- **Job**
Render the following material again verbatim, leaving nothing out.

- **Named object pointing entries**

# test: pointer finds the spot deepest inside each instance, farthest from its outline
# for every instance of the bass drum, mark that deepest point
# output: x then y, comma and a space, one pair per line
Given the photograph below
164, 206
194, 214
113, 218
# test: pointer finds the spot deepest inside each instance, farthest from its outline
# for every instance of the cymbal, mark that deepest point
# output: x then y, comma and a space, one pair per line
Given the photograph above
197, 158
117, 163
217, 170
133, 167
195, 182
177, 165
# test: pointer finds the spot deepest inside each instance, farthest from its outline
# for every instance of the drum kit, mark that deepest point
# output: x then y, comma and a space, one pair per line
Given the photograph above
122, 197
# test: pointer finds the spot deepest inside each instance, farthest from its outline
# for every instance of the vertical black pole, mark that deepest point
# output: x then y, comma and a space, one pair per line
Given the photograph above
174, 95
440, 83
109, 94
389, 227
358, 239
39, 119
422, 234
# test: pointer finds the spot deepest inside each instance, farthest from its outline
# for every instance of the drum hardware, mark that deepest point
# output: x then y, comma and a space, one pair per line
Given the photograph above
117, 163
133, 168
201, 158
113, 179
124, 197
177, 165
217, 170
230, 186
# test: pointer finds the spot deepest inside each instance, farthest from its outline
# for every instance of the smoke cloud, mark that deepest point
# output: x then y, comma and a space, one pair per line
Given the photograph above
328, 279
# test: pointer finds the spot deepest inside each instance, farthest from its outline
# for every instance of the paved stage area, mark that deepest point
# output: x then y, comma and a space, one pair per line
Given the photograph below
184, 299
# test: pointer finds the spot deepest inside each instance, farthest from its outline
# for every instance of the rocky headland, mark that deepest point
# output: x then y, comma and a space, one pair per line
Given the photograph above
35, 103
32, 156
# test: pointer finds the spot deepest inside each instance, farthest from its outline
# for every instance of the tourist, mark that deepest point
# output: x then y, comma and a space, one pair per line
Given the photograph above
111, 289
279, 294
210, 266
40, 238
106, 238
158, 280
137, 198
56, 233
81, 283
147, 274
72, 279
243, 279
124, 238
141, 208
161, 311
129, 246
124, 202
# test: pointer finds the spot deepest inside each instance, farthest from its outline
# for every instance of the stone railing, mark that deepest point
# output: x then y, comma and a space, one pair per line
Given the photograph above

- **Exercise output**
# test: pointer finds the spot deepest inside each instance, farthest from its outline
# for every instance of the bass drum, mark that deepest point
# output: x then y, comma and a space, one pair per line
Given the photograph below
164, 206
194, 214
113, 218
# test: pointer finds the spot deepest inside each instance, farthest from its outline
# for every instance of the cymbal, mark that deepest point
# output: x then y, comma and a space, one pair per line
Given the photograph above
197, 158
117, 163
217, 170
133, 167
195, 182
177, 165
# test: pointer finds the spot deepest inside each instance, farthest from its outline
# for every instance of the drum kit, mark that deepest point
# output: x then y, comma and a space, one pair per line
Given the photograph above
122, 197
# test: pointer finds the spot deepest inside each instance, farthest from its outline
# for every instance of the vertical black pole, mark that deepest point
# output: x then y, comma and a space, one pair per line
Given the photograph above
174, 95
440, 83
109, 94
389, 227
358, 239
39, 119
422, 234
# test: pointer finds the spot deepest inside each instance, farthest from its outline
# for every instance of the drum hardware, mark that deepest point
# output: x then y, comma and a space, one pair per line
Given the photograph above
117, 163
133, 168
201, 158
113, 179
124, 197
177, 165
217, 170
230, 186
# test: pointer finds the spot deepest inside each instance, farthest from its outline
# for every instance of the smoke cloud, mark that deepest point
# output: x then y, comma and a space, one pair per line
Given the photograph above
328, 279
# test: pointer finds the spot deepest inside each instance, farthest from its outline
# for every instance of the paved stage area, mark that deepest point
# output: x then y, comma and a space, one pair per line
Given the photograph below
184, 299
# test: pointer finds the spot deepest inside each instance, farthest from its outline
# for every instance of the rocky headland, mark that deepest point
# output: x then y, comma and a space, one pair per line
Given the photograph above
35, 103
32, 156
# test: pointer finds the spot deepest inside each instance, farthest from its outline
# for every instance of the tourist, mark that deepest point
# output: x then y, comma and a space, one pair per line
Given the photograph above
111, 289
279, 294
210, 266
40, 238
106, 238
158, 280
137, 198
56, 233
81, 283
147, 274
72, 279
243, 279
124, 238
141, 208
161, 311
129, 246
124, 202
# test: pointer finds the spot deepest inside each instance, farthest from its outline
# for every instance of the stone railing, mark that deepest point
# output: x then y, comma and a space, one pair per line
Given the photograph above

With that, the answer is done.